═════ Extracted entries
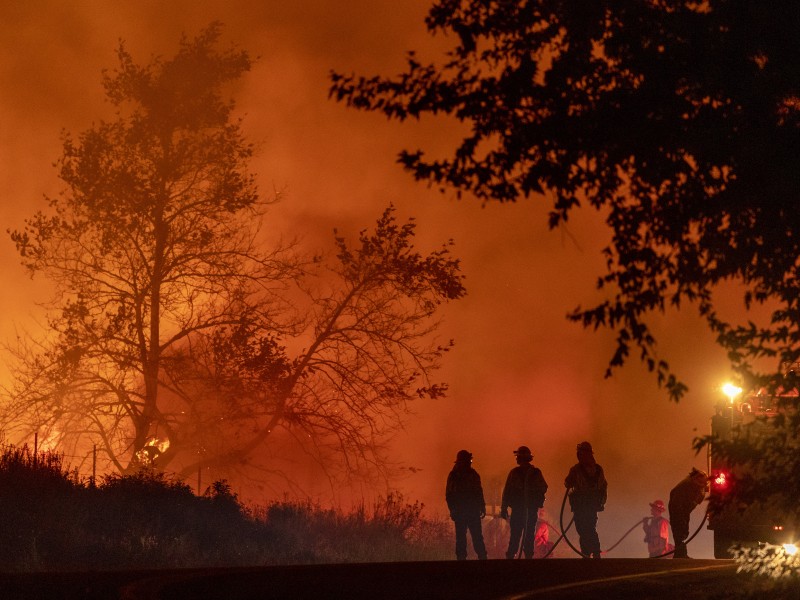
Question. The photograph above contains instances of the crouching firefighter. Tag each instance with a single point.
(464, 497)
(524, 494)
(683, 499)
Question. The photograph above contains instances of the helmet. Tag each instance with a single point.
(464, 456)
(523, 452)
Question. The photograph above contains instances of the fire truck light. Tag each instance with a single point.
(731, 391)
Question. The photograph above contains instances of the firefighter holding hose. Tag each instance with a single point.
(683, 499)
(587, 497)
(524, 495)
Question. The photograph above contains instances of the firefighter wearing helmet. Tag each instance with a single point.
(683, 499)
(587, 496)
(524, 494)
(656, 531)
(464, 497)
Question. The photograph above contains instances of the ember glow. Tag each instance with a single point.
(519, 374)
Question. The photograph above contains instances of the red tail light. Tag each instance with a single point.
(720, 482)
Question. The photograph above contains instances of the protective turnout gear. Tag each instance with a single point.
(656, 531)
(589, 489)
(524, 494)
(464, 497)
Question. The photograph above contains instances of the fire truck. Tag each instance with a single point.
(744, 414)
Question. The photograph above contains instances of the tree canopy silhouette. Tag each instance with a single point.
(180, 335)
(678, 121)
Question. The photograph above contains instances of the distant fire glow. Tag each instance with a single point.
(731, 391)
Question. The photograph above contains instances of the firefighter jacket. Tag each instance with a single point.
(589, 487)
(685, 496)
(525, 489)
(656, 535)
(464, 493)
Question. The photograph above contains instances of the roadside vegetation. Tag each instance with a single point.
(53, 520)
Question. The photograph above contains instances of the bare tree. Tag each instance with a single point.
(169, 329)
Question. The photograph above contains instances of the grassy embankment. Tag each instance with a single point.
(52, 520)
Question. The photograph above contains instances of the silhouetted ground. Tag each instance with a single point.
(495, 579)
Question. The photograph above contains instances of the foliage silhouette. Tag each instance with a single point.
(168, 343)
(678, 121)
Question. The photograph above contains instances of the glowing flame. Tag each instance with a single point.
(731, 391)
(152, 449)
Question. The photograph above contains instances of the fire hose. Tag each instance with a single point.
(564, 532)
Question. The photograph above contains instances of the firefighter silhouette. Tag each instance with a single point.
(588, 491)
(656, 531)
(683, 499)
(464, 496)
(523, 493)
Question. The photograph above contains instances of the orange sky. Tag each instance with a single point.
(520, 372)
══════════
═════ Extracted entries
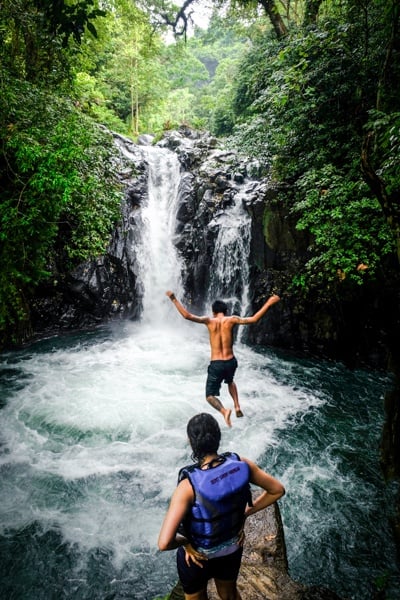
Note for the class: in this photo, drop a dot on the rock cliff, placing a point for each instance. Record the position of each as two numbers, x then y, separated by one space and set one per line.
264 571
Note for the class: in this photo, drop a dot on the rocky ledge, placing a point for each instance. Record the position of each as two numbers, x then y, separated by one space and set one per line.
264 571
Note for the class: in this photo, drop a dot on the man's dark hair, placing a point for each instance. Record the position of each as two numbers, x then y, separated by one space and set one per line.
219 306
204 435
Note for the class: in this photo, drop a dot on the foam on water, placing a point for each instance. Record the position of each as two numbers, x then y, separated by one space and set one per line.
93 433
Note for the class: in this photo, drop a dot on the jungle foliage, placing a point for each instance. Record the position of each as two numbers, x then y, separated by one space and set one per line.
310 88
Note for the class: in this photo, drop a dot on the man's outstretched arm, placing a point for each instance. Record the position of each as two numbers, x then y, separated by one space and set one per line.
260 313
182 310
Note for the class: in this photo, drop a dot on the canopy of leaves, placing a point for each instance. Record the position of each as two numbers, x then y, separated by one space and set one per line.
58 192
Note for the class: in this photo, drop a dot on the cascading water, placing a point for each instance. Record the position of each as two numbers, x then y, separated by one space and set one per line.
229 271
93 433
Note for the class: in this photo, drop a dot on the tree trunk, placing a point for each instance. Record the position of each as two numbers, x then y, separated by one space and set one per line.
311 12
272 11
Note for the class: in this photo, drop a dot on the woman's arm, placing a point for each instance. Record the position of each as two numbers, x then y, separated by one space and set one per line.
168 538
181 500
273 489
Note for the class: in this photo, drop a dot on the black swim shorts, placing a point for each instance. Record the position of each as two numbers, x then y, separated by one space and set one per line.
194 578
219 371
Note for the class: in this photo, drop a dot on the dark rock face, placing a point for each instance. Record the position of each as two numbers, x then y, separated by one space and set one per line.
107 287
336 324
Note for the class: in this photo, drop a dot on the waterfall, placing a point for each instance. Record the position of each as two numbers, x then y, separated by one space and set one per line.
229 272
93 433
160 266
══════════
[Given request] Locate every line in the records that contains the string "truck" and copy each one out. Treat the match as case-sensitive.

[Finished task]
Question. The photograph above contains instances of the fire truck light. Tag each instance with a single point.
Question. The photograph above contains instances of the fire truck. Tag each instance with a single point.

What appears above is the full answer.